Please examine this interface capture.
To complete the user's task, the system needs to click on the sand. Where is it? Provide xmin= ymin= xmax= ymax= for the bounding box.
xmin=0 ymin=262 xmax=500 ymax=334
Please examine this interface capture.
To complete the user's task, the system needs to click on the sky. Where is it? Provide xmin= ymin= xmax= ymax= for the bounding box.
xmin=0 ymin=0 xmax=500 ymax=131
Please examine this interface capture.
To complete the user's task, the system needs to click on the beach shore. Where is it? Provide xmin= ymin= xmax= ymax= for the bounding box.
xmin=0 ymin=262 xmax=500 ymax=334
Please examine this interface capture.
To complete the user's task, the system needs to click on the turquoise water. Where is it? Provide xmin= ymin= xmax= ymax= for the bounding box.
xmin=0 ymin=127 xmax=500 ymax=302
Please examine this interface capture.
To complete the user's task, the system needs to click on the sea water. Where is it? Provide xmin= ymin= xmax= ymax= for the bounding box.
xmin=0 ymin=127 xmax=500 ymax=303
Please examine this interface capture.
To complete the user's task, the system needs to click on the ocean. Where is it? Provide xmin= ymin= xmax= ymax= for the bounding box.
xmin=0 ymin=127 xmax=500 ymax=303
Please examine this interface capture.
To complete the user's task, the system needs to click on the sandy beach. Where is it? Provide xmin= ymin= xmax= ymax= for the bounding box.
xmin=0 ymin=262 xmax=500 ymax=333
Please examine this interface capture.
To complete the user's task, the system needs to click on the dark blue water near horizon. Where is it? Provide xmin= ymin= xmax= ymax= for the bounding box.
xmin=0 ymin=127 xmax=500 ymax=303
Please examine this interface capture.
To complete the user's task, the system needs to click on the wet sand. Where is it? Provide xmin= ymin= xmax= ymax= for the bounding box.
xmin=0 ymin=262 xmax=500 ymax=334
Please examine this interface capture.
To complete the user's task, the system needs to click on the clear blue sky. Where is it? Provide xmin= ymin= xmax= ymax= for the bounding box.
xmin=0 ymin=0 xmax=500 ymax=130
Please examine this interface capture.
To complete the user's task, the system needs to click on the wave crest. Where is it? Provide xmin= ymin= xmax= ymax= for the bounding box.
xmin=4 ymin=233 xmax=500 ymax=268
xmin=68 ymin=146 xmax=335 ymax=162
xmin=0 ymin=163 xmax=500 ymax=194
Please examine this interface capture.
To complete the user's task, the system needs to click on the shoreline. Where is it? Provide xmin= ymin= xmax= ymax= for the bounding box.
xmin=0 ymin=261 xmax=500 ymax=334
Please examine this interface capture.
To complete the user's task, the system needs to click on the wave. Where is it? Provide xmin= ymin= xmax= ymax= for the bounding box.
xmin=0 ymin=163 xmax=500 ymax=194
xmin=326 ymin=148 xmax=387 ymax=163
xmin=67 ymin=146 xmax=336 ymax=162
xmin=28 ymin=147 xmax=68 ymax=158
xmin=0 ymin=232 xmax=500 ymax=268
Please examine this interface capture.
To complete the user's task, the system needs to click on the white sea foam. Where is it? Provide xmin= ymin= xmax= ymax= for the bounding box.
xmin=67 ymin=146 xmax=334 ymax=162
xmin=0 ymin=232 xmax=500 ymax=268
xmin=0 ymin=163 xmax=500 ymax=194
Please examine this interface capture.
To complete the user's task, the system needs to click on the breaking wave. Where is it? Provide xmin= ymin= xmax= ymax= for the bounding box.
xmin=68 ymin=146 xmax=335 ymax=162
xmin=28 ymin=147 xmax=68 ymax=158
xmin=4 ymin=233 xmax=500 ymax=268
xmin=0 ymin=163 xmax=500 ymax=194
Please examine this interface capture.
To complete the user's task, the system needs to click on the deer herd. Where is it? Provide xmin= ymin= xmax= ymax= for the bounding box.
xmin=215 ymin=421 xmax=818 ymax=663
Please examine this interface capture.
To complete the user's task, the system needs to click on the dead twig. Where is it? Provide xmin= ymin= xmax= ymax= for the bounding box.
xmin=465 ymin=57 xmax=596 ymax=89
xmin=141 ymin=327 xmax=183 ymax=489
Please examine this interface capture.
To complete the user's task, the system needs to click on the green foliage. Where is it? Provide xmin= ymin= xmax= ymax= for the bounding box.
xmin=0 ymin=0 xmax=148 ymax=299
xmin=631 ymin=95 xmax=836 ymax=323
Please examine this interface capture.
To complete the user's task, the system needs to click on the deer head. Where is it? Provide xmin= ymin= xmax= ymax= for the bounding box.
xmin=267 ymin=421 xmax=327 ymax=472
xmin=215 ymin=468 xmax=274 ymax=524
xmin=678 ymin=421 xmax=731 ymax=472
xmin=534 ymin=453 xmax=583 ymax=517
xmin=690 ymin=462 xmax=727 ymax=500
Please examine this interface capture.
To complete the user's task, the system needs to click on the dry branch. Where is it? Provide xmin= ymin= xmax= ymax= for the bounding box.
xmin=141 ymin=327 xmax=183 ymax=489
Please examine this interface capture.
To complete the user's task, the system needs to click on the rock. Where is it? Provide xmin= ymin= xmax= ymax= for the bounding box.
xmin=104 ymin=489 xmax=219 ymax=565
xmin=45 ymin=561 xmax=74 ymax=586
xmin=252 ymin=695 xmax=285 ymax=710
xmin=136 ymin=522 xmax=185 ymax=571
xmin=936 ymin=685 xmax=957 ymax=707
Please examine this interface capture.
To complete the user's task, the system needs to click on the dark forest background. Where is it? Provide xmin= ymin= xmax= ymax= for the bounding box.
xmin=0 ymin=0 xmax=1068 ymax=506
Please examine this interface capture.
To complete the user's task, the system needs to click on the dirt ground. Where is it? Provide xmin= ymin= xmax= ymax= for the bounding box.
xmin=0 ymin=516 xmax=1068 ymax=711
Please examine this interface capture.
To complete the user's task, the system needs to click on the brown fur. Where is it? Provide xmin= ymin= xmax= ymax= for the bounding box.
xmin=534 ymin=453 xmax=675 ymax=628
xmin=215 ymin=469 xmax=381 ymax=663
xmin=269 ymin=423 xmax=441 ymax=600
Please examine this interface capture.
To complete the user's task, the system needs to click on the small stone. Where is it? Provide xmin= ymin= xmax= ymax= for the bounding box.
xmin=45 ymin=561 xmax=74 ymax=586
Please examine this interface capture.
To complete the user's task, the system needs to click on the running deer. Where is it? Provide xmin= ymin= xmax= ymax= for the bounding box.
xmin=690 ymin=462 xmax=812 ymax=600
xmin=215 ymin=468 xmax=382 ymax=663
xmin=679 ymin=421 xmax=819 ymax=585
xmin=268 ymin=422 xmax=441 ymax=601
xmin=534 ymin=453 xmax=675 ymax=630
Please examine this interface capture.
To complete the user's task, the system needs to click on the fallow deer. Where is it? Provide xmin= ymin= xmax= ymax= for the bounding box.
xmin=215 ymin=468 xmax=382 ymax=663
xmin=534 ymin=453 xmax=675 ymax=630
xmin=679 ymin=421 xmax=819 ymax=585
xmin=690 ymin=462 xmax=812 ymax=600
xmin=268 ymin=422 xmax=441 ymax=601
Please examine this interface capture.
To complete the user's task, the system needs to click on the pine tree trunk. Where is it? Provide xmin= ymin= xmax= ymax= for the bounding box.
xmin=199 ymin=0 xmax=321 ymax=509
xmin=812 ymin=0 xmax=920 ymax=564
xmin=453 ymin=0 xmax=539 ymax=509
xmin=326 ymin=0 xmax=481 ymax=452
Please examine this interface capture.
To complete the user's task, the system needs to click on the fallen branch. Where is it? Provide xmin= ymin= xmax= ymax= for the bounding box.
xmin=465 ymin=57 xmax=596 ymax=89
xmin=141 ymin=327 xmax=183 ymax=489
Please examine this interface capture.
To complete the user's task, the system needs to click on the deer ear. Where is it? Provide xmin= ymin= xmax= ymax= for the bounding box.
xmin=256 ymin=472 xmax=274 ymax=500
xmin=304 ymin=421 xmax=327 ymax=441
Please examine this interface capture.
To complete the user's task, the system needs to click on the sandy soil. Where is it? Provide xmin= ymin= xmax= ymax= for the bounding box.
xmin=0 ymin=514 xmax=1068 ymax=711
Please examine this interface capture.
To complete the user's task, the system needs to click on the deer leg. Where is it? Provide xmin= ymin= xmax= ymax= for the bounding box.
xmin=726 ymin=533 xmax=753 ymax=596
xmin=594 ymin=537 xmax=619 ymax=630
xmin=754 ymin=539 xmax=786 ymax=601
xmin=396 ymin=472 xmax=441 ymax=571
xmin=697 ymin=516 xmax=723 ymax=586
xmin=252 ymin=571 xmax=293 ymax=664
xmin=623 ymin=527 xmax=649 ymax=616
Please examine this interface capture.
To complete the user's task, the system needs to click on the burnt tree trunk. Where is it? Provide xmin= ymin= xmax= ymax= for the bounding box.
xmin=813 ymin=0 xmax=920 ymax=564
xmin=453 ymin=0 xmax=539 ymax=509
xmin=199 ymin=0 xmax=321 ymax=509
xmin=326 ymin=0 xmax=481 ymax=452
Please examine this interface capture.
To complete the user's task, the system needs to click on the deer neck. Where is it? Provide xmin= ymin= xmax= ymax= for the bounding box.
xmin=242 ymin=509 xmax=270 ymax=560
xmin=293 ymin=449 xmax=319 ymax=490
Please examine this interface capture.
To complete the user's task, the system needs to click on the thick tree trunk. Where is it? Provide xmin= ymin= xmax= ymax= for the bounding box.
______
**Objective**
Please format the data from its first line through the line containing "xmin=0 ymin=127 xmax=500 ymax=302" as a numbered list, leaving out any blank lines.

**Reply to the task**
1. Please examine this interface capture.
2. To complete the user's task, the system needs to click on the sand. Where is it? Provide xmin= ymin= xmax= ymax= for the bounding box.
3. xmin=0 ymin=262 xmax=500 ymax=334
4. Please examine this interface capture.
5. To complete the user's task, the system needs to click on the sky. Where is it? Provide xmin= ymin= xmax= ymax= for the bounding box.
6. xmin=0 ymin=0 xmax=500 ymax=131
7. Please examine this interface capture.
8. To complete the user's task, the system needs to click on the beach shore. Where is it? Provide xmin= ymin= xmax= ymax= for the bounding box.
9. xmin=0 ymin=262 xmax=500 ymax=334
10. Please examine this interface capture.
11. To complete the user's task, the system needs to click on the turquoise water. Where is it? Provide xmin= ymin= xmax= ymax= for the bounding box.
12. xmin=0 ymin=127 xmax=500 ymax=302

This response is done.